Set exercise:
Reproduce every line of the records, beginning at the line that contains "task | put a marker on each instance of the striped" and stopping after the line that contains "x=51, y=230", and increase each answer coordinate by 46. Leave all other numbers unchanged.
#####
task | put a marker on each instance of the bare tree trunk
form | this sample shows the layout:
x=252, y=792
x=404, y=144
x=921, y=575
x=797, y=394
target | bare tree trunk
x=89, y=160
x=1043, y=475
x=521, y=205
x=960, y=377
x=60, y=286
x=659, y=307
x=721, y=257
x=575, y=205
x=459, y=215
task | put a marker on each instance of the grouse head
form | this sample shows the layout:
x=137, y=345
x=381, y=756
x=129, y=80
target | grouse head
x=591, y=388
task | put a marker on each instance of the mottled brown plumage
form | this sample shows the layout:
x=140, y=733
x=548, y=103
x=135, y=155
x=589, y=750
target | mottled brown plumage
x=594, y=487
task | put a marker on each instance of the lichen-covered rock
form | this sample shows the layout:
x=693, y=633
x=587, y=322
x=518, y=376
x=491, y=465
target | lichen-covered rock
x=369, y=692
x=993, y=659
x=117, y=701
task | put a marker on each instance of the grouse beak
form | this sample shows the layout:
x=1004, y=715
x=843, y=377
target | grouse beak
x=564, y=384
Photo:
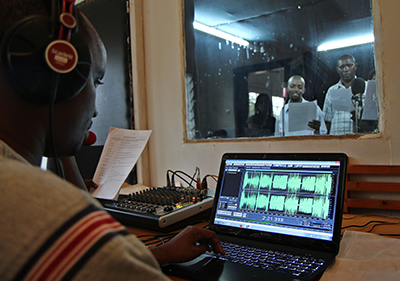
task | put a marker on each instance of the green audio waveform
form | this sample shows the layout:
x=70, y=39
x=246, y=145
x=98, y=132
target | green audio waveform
x=277, y=202
x=257, y=196
x=280, y=182
x=323, y=184
x=291, y=205
x=257, y=180
x=308, y=183
x=294, y=182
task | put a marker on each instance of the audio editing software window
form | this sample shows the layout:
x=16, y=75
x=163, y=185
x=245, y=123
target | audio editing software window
x=295, y=198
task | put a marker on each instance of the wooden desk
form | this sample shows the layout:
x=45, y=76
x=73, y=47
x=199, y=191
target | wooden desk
x=366, y=223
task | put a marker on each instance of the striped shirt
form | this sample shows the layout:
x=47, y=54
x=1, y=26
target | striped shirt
x=51, y=230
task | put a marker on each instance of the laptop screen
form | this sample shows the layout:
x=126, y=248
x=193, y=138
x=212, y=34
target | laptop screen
x=291, y=197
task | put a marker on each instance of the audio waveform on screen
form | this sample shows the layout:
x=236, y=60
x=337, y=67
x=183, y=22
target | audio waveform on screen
x=291, y=194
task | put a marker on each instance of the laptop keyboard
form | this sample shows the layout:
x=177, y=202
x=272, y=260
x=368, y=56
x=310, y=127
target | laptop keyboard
#####
Problem solution:
task | put a marker on each instance of the striped shirt
form | this sample shows the layout:
x=47, y=54
x=1, y=26
target | striped shirt
x=97, y=276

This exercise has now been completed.